-- START Excerpt to read --

It is not a 'magic cloak,' however.
Like this?
Well, that actually requires a special viewfinder, so it's not quite as cool, but it sure *looks* awesome. Better than the "spot the spaceship" pic, anyway.
How long til I can buy this stuff at Walmart?
What sort of armor class do you get with that?
I didn't see that one coming.
This technology would only work for microscopic objects (as they must be the same size as the wavelength of light hitting it), and only a single wavelength. So in other words, for you to get a nice, new cloak of invisibility you'll need to be microscopic in size and constantly in environments with only one wavelength of visible light hitting you. =)
Well, back to the drawing board.
-Vendal Thornheart
See, it hides my identity when I post on Slashdot!
I can think of a couple of obvious applications, especially if the technology can be adapted to scatter microwaves. Tanks and mechanized infantry are pretty obvious, but I think we want to avoid battleships unless we want a repeat of the Philadelpha Experiment and the crappy movie versions (though I loved the first one as a kid).
But what about non-military uses? Perhaps a "coat" of plasma on windows to reduce cooling bills in the summer? Or another coat of plasma on TV's to reduce glare? I can't think of anything particularly inspiring.
After all, I am strangely colored.
From the article: "And crucially, the effect only works when the wavelength of the light being scattered is roughly the same size as the object. So shielding from visible light would be possible only for microscopic objects."
OK. So if I have this straight... "You see that thing you can't see because it's too small? Well we just made it invisible! Please send more grant funding. And a few burritos. We're like, totally hungry dude."
Uh huh....
From the article:
...it would be more like the shielding used by the Romulans in the Star Trek episode "Balance of Terror" in 1966, which hid their spaceships at the push of a button.
...it's called a "cloaking device", you insensitive clod!
This article is like going to a movie after seeing the really great preview, and finding out that the really great preview contains every single really great moment in the movie.
U.S. Air Force scientists looked into generating a field of plasma around an aircraft to reduce aerodynamic drag. One unexpected effect was a reduction of RCS (radar cross section, a rough measure of radar visibility), though to my knowledge the research has not been pursued (it probably continues in classified state, just like the plasma toroid ABM system 7 years ago...). Of course, this is EM radiation in the radio portin of the specturm, not optical.

-- END Excerpt to read --

# [Written task 1]
According to the quotation from the article in the thread, for what kind of objects would shielding from visible light be possible?
# [Written task 2]
In the two paragraphs of the thread that begin "I can think of a couple" and "But what about non-military uses?", list every use proposed for the technology, leaving out any that the writer says should be avoided.
The items that come next have no connection to the thread.

-- START Data extract --

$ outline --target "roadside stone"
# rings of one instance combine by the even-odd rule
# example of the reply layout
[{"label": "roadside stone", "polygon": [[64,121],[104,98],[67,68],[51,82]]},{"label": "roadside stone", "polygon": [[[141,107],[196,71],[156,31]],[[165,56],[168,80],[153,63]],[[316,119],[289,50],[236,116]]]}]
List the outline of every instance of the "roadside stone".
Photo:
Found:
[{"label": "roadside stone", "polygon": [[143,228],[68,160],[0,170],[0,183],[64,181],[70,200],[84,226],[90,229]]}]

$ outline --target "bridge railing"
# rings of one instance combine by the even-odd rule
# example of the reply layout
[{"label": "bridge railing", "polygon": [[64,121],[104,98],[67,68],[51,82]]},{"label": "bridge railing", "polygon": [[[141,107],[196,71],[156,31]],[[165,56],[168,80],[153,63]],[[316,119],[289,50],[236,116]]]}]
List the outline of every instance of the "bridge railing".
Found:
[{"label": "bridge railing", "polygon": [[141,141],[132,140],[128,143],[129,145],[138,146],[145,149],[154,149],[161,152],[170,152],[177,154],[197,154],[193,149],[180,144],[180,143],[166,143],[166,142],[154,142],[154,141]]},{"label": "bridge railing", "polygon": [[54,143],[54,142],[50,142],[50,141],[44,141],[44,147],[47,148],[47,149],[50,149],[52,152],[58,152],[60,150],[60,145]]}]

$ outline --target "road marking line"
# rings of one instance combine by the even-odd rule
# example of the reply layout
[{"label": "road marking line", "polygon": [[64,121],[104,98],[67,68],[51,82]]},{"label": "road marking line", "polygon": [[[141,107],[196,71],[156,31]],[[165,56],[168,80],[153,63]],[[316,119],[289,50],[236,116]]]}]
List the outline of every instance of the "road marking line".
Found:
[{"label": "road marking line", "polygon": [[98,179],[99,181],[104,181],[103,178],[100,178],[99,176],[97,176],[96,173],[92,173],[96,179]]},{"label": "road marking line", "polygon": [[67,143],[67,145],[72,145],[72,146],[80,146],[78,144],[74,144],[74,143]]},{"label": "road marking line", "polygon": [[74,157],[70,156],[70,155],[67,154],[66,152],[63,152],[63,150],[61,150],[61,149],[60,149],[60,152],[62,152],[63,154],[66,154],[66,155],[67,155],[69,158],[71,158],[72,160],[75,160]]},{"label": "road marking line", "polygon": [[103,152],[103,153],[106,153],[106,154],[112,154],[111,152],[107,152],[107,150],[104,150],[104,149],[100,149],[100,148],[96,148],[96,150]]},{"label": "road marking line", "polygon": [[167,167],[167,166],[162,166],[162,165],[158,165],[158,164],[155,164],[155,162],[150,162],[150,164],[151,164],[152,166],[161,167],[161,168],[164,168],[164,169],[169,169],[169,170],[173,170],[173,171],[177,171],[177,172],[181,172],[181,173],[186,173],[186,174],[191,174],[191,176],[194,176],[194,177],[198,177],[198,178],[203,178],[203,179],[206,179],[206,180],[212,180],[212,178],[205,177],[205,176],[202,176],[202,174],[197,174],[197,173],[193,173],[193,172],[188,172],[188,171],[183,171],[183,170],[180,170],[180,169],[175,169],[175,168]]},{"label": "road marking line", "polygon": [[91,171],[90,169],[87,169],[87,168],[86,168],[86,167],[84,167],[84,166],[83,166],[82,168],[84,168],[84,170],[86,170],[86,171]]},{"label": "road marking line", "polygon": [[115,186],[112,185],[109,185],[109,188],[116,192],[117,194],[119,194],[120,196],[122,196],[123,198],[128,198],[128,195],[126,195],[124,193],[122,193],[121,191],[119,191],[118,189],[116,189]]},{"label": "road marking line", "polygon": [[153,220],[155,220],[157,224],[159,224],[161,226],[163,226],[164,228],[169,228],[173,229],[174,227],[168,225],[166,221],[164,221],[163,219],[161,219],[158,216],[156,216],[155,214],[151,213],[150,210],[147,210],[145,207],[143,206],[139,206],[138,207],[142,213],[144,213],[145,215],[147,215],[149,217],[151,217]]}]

-- END Data extract --

# [Worked answer 1]
Only microscopic objects.

# [Worked answer 2]
- Tanks
- Mechanized infantry
- A coat of plasma on windows to reduce cooling bills in the summer
- A coat of plasma on TVs to reduce glare